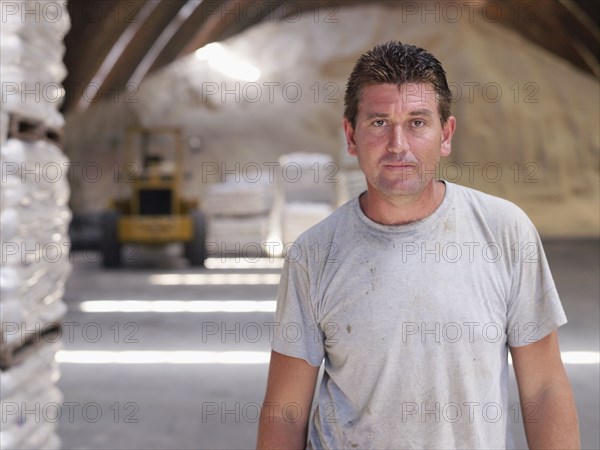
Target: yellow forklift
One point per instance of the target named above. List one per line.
(154, 211)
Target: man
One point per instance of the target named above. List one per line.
(413, 293)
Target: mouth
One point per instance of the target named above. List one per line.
(401, 166)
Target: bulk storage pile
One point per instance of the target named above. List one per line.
(34, 218)
(238, 218)
(309, 184)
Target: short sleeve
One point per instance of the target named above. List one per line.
(534, 307)
(297, 333)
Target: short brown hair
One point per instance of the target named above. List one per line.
(396, 63)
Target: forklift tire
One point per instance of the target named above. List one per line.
(195, 250)
(110, 245)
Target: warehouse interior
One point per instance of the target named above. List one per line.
(230, 113)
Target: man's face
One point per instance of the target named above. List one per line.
(398, 138)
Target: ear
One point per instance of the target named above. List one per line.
(447, 133)
(349, 132)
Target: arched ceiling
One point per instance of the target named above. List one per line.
(114, 44)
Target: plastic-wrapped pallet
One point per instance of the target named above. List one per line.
(237, 199)
(31, 402)
(34, 218)
(31, 68)
(298, 217)
(352, 183)
(308, 177)
(237, 236)
(238, 218)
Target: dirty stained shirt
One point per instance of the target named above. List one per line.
(413, 322)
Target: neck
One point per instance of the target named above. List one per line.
(399, 210)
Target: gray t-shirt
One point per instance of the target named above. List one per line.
(413, 322)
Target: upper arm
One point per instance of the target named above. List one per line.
(538, 366)
(291, 381)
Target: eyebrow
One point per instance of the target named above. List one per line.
(416, 112)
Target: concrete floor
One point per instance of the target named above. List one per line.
(210, 405)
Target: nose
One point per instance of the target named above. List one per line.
(398, 142)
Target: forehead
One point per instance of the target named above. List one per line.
(382, 97)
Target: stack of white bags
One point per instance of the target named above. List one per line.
(31, 69)
(34, 218)
(238, 218)
(309, 186)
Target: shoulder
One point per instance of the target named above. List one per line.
(495, 209)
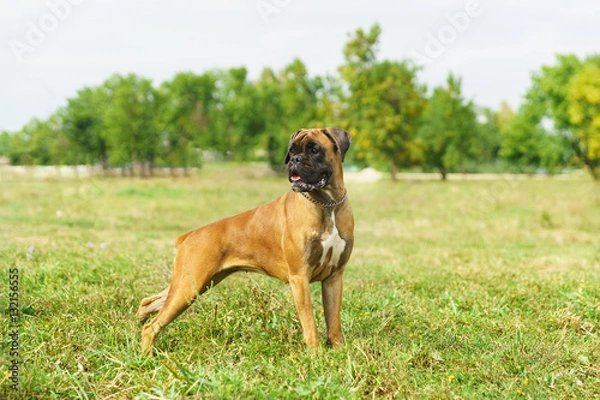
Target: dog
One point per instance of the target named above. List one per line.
(304, 236)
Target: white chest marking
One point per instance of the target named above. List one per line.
(332, 242)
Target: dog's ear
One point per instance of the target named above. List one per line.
(340, 138)
(287, 156)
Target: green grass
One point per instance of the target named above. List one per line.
(455, 290)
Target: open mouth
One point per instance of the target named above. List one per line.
(299, 185)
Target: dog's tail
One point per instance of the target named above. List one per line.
(151, 305)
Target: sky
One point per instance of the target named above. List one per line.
(49, 49)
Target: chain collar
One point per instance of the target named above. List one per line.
(326, 205)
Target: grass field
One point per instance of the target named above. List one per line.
(463, 290)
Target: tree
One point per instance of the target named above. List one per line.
(584, 115)
(83, 124)
(553, 93)
(449, 128)
(129, 121)
(186, 102)
(383, 103)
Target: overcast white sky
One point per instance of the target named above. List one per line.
(49, 50)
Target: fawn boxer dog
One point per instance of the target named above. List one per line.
(304, 236)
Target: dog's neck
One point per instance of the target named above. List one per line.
(330, 196)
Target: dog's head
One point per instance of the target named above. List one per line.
(315, 156)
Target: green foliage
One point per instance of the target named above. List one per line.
(449, 128)
(565, 93)
(127, 122)
(383, 103)
(584, 114)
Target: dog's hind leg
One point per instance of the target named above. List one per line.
(151, 305)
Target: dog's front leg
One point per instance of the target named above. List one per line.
(301, 292)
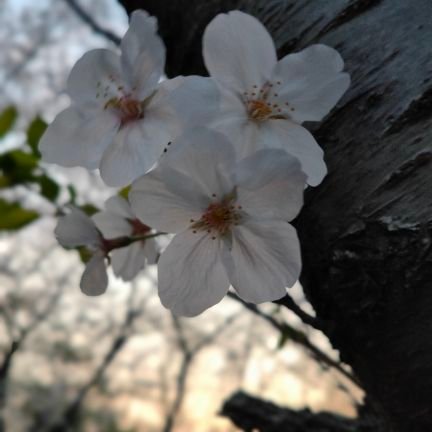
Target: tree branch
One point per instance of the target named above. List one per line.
(298, 337)
(253, 414)
(89, 20)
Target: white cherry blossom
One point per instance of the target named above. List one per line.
(76, 229)
(264, 100)
(230, 220)
(120, 118)
(118, 220)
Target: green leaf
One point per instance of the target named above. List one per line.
(16, 167)
(14, 217)
(34, 132)
(84, 254)
(49, 188)
(7, 119)
(72, 194)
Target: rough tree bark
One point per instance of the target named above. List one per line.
(366, 231)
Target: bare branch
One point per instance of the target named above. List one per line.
(89, 20)
(298, 337)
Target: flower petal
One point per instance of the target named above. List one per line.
(266, 256)
(238, 51)
(128, 261)
(95, 77)
(298, 142)
(195, 101)
(312, 82)
(112, 225)
(78, 138)
(132, 153)
(151, 251)
(94, 280)
(142, 54)
(191, 275)
(206, 157)
(167, 207)
(77, 229)
(277, 191)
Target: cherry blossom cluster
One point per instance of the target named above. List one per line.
(221, 162)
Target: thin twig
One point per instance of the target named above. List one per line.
(290, 304)
(298, 337)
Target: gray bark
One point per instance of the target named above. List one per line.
(366, 231)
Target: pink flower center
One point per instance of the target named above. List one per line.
(128, 109)
(264, 103)
(218, 218)
(138, 228)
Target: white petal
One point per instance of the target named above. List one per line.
(128, 261)
(195, 101)
(112, 225)
(131, 154)
(95, 78)
(78, 137)
(277, 191)
(119, 206)
(151, 251)
(266, 257)
(238, 51)
(166, 200)
(143, 54)
(77, 229)
(312, 82)
(191, 275)
(206, 157)
(94, 280)
(298, 142)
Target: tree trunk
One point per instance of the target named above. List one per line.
(366, 231)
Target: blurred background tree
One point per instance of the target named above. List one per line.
(122, 362)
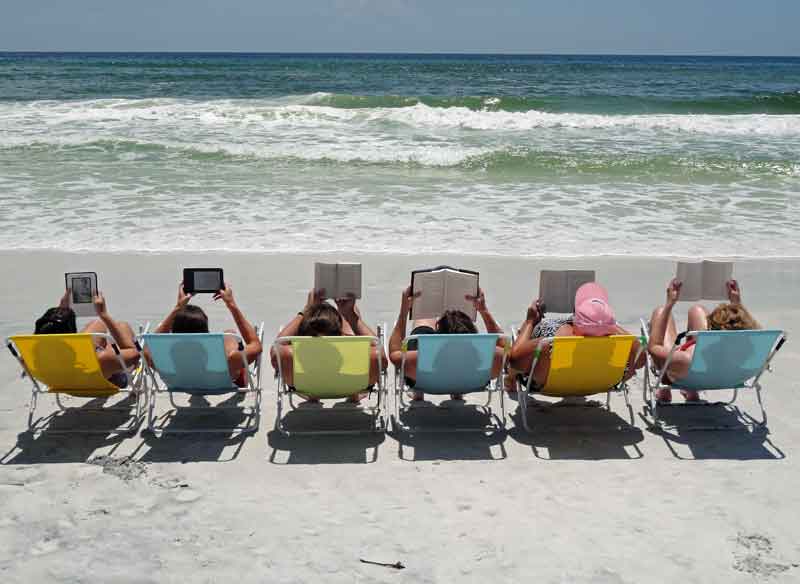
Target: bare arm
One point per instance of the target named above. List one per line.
(524, 345)
(399, 331)
(489, 322)
(252, 346)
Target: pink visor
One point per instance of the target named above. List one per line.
(593, 316)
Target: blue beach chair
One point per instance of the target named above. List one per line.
(196, 364)
(722, 360)
(457, 363)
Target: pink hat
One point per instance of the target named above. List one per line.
(593, 316)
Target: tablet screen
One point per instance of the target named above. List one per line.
(81, 290)
(202, 280)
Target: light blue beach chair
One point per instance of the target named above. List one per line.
(196, 364)
(722, 360)
(455, 363)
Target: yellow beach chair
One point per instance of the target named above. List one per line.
(331, 368)
(67, 364)
(579, 367)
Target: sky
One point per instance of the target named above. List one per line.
(697, 27)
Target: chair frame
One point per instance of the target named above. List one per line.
(524, 392)
(495, 385)
(135, 382)
(252, 413)
(376, 411)
(651, 385)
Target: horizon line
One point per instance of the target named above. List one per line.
(396, 53)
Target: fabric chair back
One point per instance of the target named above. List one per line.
(455, 363)
(728, 359)
(191, 362)
(64, 363)
(587, 365)
(331, 367)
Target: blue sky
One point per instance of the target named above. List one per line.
(724, 27)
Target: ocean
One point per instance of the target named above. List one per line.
(466, 154)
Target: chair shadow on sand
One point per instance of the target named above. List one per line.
(324, 449)
(736, 439)
(448, 441)
(577, 431)
(52, 445)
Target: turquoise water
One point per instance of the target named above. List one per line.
(401, 153)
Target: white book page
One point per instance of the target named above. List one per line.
(557, 288)
(430, 303)
(691, 276)
(457, 286)
(325, 278)
(348, 280)
(715, 275)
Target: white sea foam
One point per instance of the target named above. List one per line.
(284, 174)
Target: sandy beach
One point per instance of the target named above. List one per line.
(618, 504)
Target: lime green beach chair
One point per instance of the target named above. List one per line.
(327, 368)
(722, 360)
(66, 364)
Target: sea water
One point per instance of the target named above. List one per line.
(486, 154)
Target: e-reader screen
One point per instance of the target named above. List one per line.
(82, 288)
(202, 280)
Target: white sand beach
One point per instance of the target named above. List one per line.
(618, 504)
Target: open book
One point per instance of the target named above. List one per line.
(338, 280)
(443, 288)
(704, 280)
(557, 288)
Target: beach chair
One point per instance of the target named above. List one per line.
(328, 368)
(446, 364)
(722, 360)
(196, 364)
(580, 367)
(66, 364)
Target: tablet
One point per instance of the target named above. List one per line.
(82, 288)
(202, 280)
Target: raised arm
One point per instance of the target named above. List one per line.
(123, 339)
(489, 322)
(252, 345)
(524, 345)
(661, 319)
(399, 331)
(165, 326)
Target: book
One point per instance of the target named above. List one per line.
(443, 288)
(339, 280)
(557, 288)
(704, 280)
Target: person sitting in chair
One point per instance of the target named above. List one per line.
(593, 317)
(188, 318)
(450, 322)
(61, 320)
(731, 315)
(319, 318)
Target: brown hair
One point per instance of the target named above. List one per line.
(731, 317)
(455, 322)
(321, 320)
(190, 319)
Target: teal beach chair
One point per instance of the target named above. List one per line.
(722, 360)
(457, 363)
(196, 364)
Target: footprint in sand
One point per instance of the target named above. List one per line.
(749, 556)
(187, 495)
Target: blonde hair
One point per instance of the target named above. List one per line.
(731, 317)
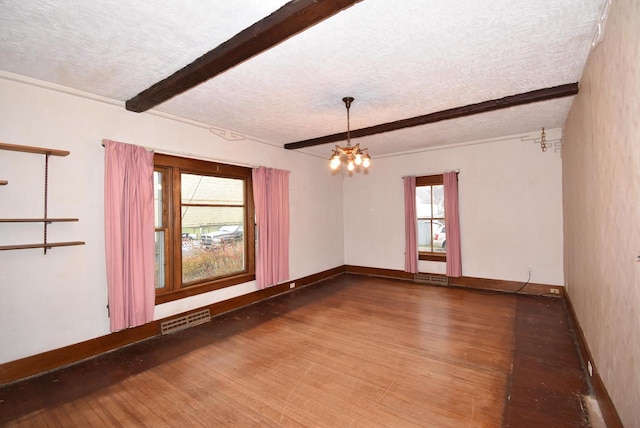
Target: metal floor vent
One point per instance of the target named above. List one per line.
(428, 278)
(186, 321)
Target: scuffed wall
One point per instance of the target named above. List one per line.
(601, 191)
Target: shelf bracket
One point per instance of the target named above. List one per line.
(46, 193)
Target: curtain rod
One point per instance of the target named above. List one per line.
(457, 171)
(190, 155)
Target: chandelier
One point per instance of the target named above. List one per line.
(352, 155)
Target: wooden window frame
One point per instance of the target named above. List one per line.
(431, 180)
(172, 168)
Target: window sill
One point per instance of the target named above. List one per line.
(170, 296)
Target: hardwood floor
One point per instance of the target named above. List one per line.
(350, 351)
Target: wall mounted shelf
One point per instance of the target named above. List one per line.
(44, 220)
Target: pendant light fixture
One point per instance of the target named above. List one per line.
(351, 155)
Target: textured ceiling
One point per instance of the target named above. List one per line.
(397, 59)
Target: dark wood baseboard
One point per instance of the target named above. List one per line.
(607, 408)
(466, 281)
(23, 368)
(387, 273)
(507, 286)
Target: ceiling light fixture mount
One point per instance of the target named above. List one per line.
(543, 141)
(352, 155)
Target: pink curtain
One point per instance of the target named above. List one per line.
(452, 224)
(129, 234)
(410, 226)
(271, 198)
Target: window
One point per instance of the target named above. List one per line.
(432, 238)
(204, 222)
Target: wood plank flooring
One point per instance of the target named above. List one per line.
(350, 351)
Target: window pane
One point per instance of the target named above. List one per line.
(424, 235)
(438, 201)
(160, 261)
(423, 201)
(201, 189)
(212, 242)
(157, 198)
(439, 237)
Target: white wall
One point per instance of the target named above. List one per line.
(54, 300)
(601, 178)
(510, 208)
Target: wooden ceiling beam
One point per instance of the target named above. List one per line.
(453, 113)
(290, 19)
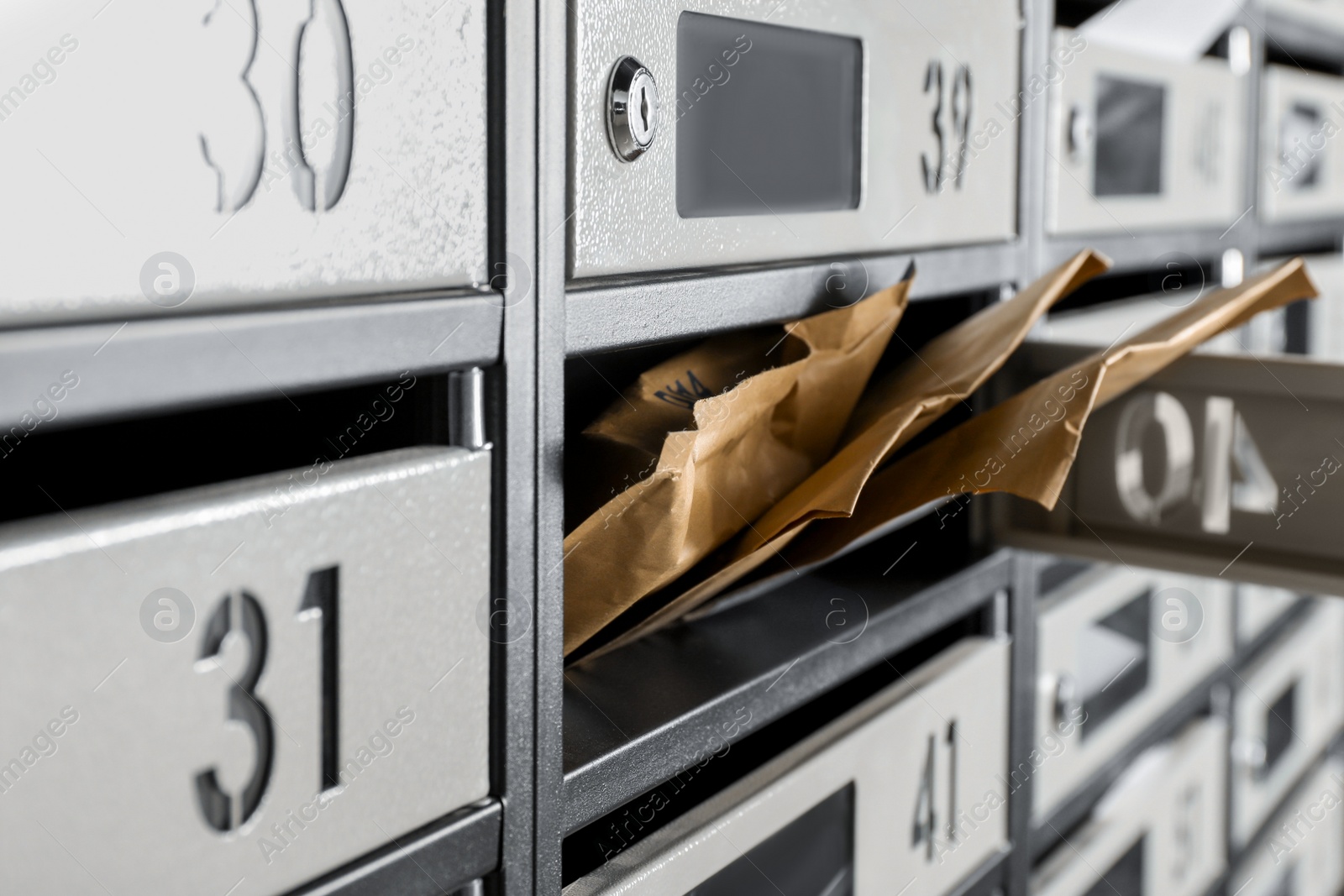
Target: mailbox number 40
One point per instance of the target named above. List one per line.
(1234, 472)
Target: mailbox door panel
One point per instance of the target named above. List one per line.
(275, 149)
(1305, 859)
(1159, 831)
(1142, 143)
(1304, 170)
(1117, 647)
(1258, 606)
(924, 810)
(934, 143)
(253, 684)
(1290, 705)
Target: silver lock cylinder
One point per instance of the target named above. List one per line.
(632, 105)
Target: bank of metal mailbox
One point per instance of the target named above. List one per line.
(1289, 708)
(1159, 831)
(244, 687)
(1258, 606)
(1303, 175)
(1117, 647)
(833, 815)
(1301, 852)
(1142, 143)
(730, 132)
(239, 154)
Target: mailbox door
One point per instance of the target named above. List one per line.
(917, 145)
(1156, 832)
(1304, 164)
(1137, 141)
(1290, 705)
(1300, 853)
(906, 790)
(244, 687)
(1117, 647)
(249, 152)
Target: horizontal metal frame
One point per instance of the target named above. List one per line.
(438, 859)
(1238, 376)
(640, 715)
(625, 312)
(172, 363)
(1152, 250)
(1050, 831)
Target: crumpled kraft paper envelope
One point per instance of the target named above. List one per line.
(1027, 445)
(893, 410)
(749, 446)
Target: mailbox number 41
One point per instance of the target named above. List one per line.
(1234, 472)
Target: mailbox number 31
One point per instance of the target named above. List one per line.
(241, 613)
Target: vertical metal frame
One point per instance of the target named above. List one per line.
(1038, 19)
(512, 67)
(1021, 715)
(551, 246)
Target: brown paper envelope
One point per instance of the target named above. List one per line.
(1027, 445)
(893, 411)
(750, 446)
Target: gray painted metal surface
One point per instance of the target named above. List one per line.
(643, 714)
(245, 685)
(622, 312)
(139, 367)
(934, 736)
(213, 154)
(625, 214)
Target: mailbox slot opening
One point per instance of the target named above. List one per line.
(811, 855)
(600, 841)
(64, 469)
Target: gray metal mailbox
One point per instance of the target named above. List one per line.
(253, 150)
(241, 688)
(746, 132)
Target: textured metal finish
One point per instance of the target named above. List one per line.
(1310, 661)
(1169, 804)
(192, 362)
(1202, 147)
(390, 551)
(612, 234)
(176, 128)
(893, 748)
(604, 315)
(1171, 668)
(454, 851)
(643, 714)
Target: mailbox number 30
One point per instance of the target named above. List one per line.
(241, 613)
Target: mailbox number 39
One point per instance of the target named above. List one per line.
(241, 613)
(1227, 448)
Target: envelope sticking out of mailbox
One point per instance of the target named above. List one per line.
(1027, 445)
(706, 488)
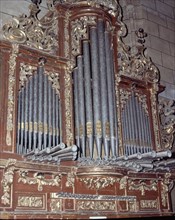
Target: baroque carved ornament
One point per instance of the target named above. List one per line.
(32, 31)
(39, 179)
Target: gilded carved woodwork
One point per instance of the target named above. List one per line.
(27, 70)
(149, 204)
(31, 201)
(70, 179)
(166, 186)
(32, 31)
(98, 182)
(39, 179)
(167, 122)
(11, 85)
(142, 186)
(96, 205)
(68, 107)
(7, 182)
(79, 32)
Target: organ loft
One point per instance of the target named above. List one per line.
(83, 130)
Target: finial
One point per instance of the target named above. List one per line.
(141, 34)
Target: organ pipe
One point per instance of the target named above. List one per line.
(96, 90)
(39, 117)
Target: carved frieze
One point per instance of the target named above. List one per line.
(39, 179)
(96, 205)
(98, 182)
(30, 201)
(149, 204)
(7, 182)
(142, 185)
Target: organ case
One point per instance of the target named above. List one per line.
(80, 130)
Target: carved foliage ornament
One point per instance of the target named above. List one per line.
(167, 122)
(27, 71)
(7, 181)
(96, 205)
(98, 182)
(142, 186)
(39, 178)
(12, 67)
(35, 32)
(136, 64)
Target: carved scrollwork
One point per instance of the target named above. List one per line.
(35, 32)
(142, 186)
(98, 182)
(96, 205)
(79, 31)
(136, 64)
(123, 182)
(30, 201)
(7, 181)
(27, 70)
(167, 122)
(39, 178)
(166, 186)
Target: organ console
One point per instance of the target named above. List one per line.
(82, 132)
= = = = = = =
• Work required: Please copy exactly the lines from the one containing "Target: textured metal finish" through the last line of the records above, both included, and leave out any pictures.

• The reply:
Target: textured metal finish
One point per instance of the target named above. List one per line.
(1310, 661)
(1169, 804)
(192, 362)
(1202, 147)
(390, 551)
(612, 234)
(176, 128)
(893, 748)
(604, 315)
(1171, 668)
(454, 851)
(643, 714)
Target: mailbox number 30
One point per instance of the target named above. List one per line.
(241, 613)
Target: mailbox number 39
One point per instance of the target named above. List one per line.
(241, 613)
(1227, 448)
Target: envelope sticking out of mailbox
One point per instance of the target named above. List one per line.
(1027, 445)
(706, 488)
Target: baroque carved ornament
One point per instance of the target named above. List one per line.
(32, 31)
(39, 179)
Target: gilded carved woodwork
One point per instance of the target named above. List one per line.
(27, 70)
(149, 204)
(31, 201)
(70, 179)
(166, 186)
(32, 31)
(98, 182)
(39, 179)
(167, 122)
(11, 85)
(142, 186)
(96, 205)
(68, 107)
(7, 182)
(79, 32)
Target: organ loft
One point per instance of the target named above. List one per line.
(83, 130)
Target: finial
One point per instance of the target named above. List one per line.
(141, 34)
Target: organ pipe
One point per instance of the target named above. List one per line.
(96, 90)
(39, 117)
Target: carved frieze
One point per instance of the target named above. List one per line.
(39, 179)
(96, 205)
(98, 182)
(30, 201)
(149, 204)
(7, 182)
(142, 185)
Target: organ case
One point per instance of the target named above. List one per line.
(80, 130)
Target: carved foliage ornament
One point per instance of the target named above. List one per line.
(167, 122)
(27, 71)
(7, 181)
(96, 205)
(98, 182)
(142, 186)
(39, 178)
(12, 67)
(35, 32)
(136, 64)
Target: carved scrollwork
One point per instance of the target named above. List one per line.
(35, 32)
(142, 186)
(98, 182)
(96, 205)
(79, 31)
(136, 64)
(123, 182)
(30, 201)
(7, 181)
(27, 70)
(167, 122)
(39, 178)
(166, 186)
Target: organ console
One point per instance of the target named above. List one per line.
(82, 132)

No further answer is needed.